#### Selected extract ####
First National Bank of Oregon (now Wells Fargo tower)
“This tower will be tapered and rail-finned, with an
accessory block-square box, in a manner that finally died unmourned in Detroit
but that the Southern California sun seems to keep alive," the Times critic added. "In style, scale and
impact it will be alien corn, in every sense of the word.”
“The neatly extravagant Unistyle commercial model by Skidmore, Owings and Merrill, suitable for use by any major corporation in any American city, with soap sculpture on the inevitable plaza, rises to 375 feet.”
“No one has stopped looking at the tops of these buildings long enough to see what is happening on the ground. Each one is contributing to the devitalization of the city. Virtually all of them eliminate the life on the street. There is nothing on each square block on which these buildings rise- where there should be window, shops, pedestrian activities- but a corporate entrance and a parking garage."

Georgia Pacific Building (today Standard Insurance Center)
"This
deadly design usually employs the most foolproof city-wrecking device ever
adopted by architects, for which today’s practitioners must surely be called to
account. It is the tower on an elevated plaza, or podium, one floor above
ground level, which puts a concrete or marble bunker on the street- a blind,
insolent formidable fortress raised against pedestrian humanity, and its
friendliest function is to receive cars.”
“The new Portland then, consists largely of towers, bunkers and bomb
sites," she wrote. "And the mathematics have not yet been devised that will dispose of all
the cars that the working population of each new skyscraper brings.”
Huxtable
praised the South Auditorium urban renewal area, somewhat faintly.
#### Data extract ####
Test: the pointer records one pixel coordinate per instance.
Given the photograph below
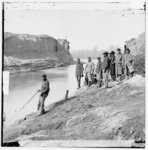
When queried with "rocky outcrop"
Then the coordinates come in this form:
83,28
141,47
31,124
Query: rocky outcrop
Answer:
22,49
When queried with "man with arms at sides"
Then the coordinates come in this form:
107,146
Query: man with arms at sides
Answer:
105,68
79,72
45,88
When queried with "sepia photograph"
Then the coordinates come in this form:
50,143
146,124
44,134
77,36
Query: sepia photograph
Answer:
73,74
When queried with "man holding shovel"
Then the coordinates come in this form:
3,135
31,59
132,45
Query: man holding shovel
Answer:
43,94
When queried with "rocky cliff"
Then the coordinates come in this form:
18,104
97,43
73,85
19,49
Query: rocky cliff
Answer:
22,49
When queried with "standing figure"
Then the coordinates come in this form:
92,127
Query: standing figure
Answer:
79,72
43,94
105,68
112,66
119,65
89,70
128,64
99,72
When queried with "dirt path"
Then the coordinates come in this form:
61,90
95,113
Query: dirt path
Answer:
116,113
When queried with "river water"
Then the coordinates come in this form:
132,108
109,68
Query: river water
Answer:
24,85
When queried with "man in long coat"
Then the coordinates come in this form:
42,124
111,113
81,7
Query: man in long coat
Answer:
119,65
105,68
99,71
128,64
45,88
89,71
79,72
112,66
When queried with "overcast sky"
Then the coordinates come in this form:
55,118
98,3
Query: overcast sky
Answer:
85,25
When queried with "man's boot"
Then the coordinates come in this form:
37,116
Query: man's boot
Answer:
78,85
89,83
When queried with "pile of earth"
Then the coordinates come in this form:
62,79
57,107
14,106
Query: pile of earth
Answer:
115,113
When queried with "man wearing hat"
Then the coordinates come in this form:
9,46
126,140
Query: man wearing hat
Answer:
89,70
128,64
112,66
99,71
105,67
79,72
119,65
43,94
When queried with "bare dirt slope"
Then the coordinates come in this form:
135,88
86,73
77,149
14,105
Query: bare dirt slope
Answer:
116,113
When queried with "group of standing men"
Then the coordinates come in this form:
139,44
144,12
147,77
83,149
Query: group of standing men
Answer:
118,65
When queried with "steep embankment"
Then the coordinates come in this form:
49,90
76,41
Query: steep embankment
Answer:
137,47
116,113
24,52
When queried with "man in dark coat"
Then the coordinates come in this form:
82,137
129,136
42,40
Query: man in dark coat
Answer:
79,72
128,64
105,68
112,66
119,65
99,71
45,88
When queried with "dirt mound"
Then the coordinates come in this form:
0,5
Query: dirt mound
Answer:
116,113
137,80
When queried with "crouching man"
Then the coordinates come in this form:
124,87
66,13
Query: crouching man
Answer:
43,94
79,72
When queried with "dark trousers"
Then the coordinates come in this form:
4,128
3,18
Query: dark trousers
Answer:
113,72
78,80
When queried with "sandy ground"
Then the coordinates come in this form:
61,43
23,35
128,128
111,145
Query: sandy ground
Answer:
115,113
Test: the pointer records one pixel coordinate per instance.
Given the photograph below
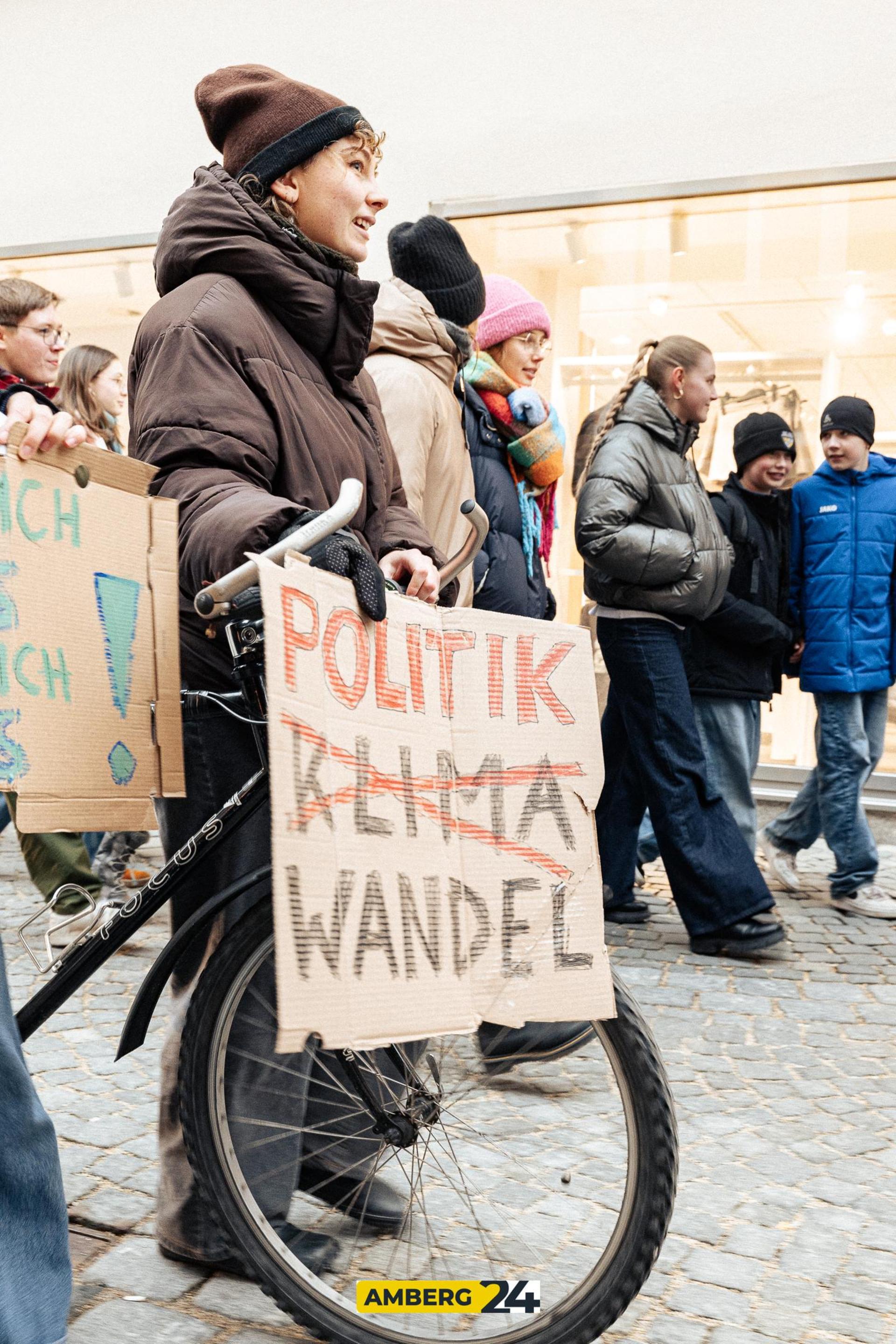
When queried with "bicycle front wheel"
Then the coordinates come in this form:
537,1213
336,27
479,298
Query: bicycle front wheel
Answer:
####
The request
Reproduce the passage of the critique of Portland's new towers from "Georgia Pacific Building" down to "area, somewhat faintly.". The records come from a different source than the text.

Result for this task
Georgia Pacific Building (today Standard Insurance Center)
"This
deadly design usually employs the most foolproof city-wrecking device ever
adopted by architects, for which today’s practitioners must surely be called to
account. It is the tower on an elevated plaza, or podium, one floor above
ground level, which puts a concrete or marble bunker on the street- a blind,
insolent formidable fortress raised against pedestrian humanity, and its
friendliest function is to receive cars.”
“The new Portland then, consists largely of towers, bunkers and bomb
sites," she wrote. "And the mathematics have not yet been devised that will dispose of all
the cars that the working population of each new skyscraper brings.”
Huxtable
praised the South Auditorium urban renewal area, somewhat faintly.